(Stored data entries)
○ ○ ○

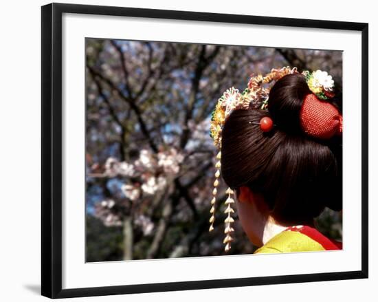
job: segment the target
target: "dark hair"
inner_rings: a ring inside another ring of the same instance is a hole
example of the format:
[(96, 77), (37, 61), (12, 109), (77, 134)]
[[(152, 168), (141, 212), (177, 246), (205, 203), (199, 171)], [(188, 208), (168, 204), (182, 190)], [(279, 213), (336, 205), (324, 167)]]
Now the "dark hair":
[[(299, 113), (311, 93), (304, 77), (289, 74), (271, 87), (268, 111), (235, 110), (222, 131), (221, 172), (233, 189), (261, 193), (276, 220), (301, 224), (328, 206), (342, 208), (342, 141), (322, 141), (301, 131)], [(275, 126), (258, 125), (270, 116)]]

○ ○ ○

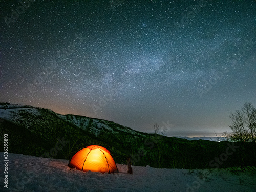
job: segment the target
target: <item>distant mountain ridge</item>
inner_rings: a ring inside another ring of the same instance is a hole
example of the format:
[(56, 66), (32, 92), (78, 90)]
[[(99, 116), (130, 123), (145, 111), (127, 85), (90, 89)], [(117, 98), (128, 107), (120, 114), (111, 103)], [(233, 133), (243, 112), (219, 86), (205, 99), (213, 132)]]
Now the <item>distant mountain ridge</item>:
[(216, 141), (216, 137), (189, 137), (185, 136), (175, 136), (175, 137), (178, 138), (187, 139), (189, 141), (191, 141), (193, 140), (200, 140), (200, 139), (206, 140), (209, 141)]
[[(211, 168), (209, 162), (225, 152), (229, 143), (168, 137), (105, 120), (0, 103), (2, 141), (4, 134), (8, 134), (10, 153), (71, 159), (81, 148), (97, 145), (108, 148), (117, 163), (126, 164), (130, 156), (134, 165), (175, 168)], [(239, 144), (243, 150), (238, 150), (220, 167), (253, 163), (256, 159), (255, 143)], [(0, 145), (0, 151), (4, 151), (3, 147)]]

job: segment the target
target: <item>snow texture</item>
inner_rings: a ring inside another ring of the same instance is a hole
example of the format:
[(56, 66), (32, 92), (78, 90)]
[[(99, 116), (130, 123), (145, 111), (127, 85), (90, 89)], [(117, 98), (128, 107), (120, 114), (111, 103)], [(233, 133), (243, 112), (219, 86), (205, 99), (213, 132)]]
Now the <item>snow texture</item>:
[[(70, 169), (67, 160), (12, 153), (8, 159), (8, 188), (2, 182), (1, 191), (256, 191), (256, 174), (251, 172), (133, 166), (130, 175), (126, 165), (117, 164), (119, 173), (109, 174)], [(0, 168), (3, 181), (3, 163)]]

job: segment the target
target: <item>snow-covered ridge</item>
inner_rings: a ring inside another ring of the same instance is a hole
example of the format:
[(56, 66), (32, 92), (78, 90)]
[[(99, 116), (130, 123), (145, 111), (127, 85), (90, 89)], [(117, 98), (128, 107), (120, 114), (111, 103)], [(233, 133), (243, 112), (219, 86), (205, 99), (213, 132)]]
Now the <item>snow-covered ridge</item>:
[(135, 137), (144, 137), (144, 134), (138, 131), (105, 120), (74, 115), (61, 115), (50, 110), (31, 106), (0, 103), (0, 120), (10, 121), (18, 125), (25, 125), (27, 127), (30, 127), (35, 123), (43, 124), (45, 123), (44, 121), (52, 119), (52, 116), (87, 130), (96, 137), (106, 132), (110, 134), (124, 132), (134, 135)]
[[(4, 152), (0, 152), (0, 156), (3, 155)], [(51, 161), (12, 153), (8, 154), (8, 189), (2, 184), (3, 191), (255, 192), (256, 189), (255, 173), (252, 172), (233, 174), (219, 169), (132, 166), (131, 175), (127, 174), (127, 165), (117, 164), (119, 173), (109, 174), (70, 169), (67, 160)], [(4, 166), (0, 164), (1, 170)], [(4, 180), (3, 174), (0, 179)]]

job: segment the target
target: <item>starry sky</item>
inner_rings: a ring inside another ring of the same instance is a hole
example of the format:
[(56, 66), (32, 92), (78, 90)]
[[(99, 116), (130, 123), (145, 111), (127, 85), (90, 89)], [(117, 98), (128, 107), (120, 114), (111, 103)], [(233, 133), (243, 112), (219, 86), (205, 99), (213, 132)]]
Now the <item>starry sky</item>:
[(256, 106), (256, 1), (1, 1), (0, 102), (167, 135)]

○ ○ ○

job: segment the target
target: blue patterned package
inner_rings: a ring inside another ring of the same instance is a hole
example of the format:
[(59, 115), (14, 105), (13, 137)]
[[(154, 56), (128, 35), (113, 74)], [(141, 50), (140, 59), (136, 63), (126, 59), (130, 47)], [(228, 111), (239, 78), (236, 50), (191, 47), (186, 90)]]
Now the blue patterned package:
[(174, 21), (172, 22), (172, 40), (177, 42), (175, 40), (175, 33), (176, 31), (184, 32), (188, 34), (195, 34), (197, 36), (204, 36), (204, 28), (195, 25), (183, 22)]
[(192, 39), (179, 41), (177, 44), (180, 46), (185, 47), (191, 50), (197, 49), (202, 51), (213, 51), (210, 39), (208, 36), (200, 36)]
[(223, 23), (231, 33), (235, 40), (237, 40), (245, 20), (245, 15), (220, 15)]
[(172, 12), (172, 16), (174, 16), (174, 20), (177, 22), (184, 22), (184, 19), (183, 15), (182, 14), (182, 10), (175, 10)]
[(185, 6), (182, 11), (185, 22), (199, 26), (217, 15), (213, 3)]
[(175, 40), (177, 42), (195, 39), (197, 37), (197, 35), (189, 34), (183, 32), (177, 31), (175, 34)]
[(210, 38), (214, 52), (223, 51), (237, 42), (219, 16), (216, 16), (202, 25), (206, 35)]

○ ○ ○

● Job: Find every line in the entries above that contains the string "mountain" and copy each such line. Case counts.

● The result:
target: <item>distant mountain ridge</item>
Now the <item>distant mountain ridge</item>:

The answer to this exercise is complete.